→ TEXT SHOWN:

■ ■ ■ ■ ■

Learn How to Make Coconut Cream From Scratch (2024)

Coconut is a versatile fruit that can be used to produce many dairy-free and gluten-free cooking ingredients, including flour, butter, oil, milk, and cream. All of these—including coconut cream—are readily available in stores, but making coconut cream from scratch is a fun and rewarding experience that delivers a fresh and natural-tasting product.

The Difference Between Coconut Water, Coconut Milk, and Coconut Cream

It may be helpful to clear up any confusion about the three different liquid coconut products. Coconut water is a naturally-occurring clear liquid in the center of the coconut. It’s a refreshing and hydrating beverage on its own, and can also be incorporated into co*cktails, smoothies, and salad dressings.

Coconut milk and coconut cream are both made by blending the flesh of the mature coconut with water, the difference between them being the ratio of flesh to water. Coconut cream has a higher ratio of coconut to water, resulting in a higher fat content and a creamier, thicker texture.

How to Use Coconut Cream

With its high fat content, coconut cream is an excellent dairy-free alternative to heavy cream, and is a popular ingredient in many savory dishes such as soups and curries, or in smoothies and desserts. Here are some ideas to get you started:

  • Southern Coconut Poke Cake
  • Vegan Whipped Cream
  • South Indian-Style Chicken Curry
  • Thai Beef Coconut Curry

How to Choose and Store Fresh Coconuts

To make coconut cream, start by selecting the right coconuts. In general, stores that specialize in international foods with diverse tropical produce have a better selection and more competitive prices than the average supermarket.

■ ■ ■ ■ ■

→ ACTIONS TO TAKE:
1: Name every dish the coconut cream article suggests as an idea for using coconut cream.
2: Copy out the records word for word, starting at the line that contains "Place one keypoint per instance of the black pants" and going down to the last line of the records.
The coconut cream article and the records come from separate sources.

■ ■ ■ ■ ■

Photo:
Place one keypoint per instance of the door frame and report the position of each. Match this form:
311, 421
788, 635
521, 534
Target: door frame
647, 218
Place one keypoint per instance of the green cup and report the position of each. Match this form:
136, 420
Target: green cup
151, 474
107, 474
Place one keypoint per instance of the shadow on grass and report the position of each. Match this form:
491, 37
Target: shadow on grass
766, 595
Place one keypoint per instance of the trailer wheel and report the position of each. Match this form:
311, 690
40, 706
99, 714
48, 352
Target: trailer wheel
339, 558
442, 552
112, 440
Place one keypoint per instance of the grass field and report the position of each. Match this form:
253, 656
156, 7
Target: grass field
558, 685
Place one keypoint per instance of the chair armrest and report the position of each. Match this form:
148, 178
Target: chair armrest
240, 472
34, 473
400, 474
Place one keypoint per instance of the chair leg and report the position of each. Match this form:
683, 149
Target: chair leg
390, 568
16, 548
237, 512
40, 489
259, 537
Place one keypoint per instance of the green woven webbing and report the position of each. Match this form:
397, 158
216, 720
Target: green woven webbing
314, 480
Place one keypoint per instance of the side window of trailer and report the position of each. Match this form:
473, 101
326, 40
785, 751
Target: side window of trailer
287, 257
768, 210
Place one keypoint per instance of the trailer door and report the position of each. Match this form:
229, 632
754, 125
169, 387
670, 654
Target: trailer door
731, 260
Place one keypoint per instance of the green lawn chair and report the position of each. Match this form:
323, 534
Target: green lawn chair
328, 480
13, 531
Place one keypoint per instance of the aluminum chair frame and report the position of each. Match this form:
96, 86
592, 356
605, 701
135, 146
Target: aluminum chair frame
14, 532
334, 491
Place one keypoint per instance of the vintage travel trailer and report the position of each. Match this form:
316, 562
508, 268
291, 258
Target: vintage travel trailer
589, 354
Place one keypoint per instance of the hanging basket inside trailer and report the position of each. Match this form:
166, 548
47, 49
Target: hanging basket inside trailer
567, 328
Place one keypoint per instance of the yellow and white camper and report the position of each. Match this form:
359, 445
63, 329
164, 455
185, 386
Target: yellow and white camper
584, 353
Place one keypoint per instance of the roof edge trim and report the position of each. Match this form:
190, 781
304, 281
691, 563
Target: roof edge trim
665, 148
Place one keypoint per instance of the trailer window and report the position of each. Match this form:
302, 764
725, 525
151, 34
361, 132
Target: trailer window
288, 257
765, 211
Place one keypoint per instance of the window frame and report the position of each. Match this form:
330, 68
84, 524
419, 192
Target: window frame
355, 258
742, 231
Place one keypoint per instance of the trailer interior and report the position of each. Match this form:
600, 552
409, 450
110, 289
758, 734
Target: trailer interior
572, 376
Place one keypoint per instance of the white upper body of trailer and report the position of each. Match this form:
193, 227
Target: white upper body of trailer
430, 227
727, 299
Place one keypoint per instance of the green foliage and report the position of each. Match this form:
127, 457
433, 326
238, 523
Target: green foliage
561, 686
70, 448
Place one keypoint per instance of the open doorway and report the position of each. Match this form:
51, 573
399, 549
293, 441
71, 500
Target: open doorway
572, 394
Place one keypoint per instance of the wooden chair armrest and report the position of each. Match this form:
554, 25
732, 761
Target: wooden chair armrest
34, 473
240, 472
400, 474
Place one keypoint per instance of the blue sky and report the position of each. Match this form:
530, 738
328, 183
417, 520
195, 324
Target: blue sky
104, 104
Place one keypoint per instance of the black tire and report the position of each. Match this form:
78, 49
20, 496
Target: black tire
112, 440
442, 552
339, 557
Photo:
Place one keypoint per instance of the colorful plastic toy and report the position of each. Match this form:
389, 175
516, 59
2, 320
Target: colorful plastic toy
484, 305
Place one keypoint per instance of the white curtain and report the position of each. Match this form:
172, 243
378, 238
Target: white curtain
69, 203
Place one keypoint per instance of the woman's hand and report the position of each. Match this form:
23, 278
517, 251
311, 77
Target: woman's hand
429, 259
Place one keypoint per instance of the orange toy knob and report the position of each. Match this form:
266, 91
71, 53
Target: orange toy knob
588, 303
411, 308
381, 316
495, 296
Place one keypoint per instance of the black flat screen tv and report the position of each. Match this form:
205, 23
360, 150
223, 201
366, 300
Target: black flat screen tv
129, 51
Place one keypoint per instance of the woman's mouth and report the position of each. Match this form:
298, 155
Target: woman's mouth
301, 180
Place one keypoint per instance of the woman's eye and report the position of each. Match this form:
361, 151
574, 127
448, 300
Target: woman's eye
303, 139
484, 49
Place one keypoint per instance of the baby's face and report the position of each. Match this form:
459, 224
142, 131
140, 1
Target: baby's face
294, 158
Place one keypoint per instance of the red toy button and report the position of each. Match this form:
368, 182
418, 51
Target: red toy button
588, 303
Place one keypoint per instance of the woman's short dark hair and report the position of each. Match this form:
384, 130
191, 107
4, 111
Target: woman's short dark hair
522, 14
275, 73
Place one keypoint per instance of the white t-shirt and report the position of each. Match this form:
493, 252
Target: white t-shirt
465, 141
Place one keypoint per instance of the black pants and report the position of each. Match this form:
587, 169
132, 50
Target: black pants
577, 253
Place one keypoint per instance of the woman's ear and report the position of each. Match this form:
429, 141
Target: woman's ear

■ ■ ■ ■ ■

→ RESULTS OF THE EXERCISE:
1:
Southern Coconut Poke Cake
Vegan Whipped Cream
South Indian-Style Chicken Curry
Thai Beef Coconut Curry

2:
Place one keypoint per instance of the black pants and report the position of each. Match this form:
587, 169
132, 50
Target: black pants
577, 253
Place one keypoint per instance of the woman's ear and report the position of each. Match this form:
429, 141
Target: woman's ear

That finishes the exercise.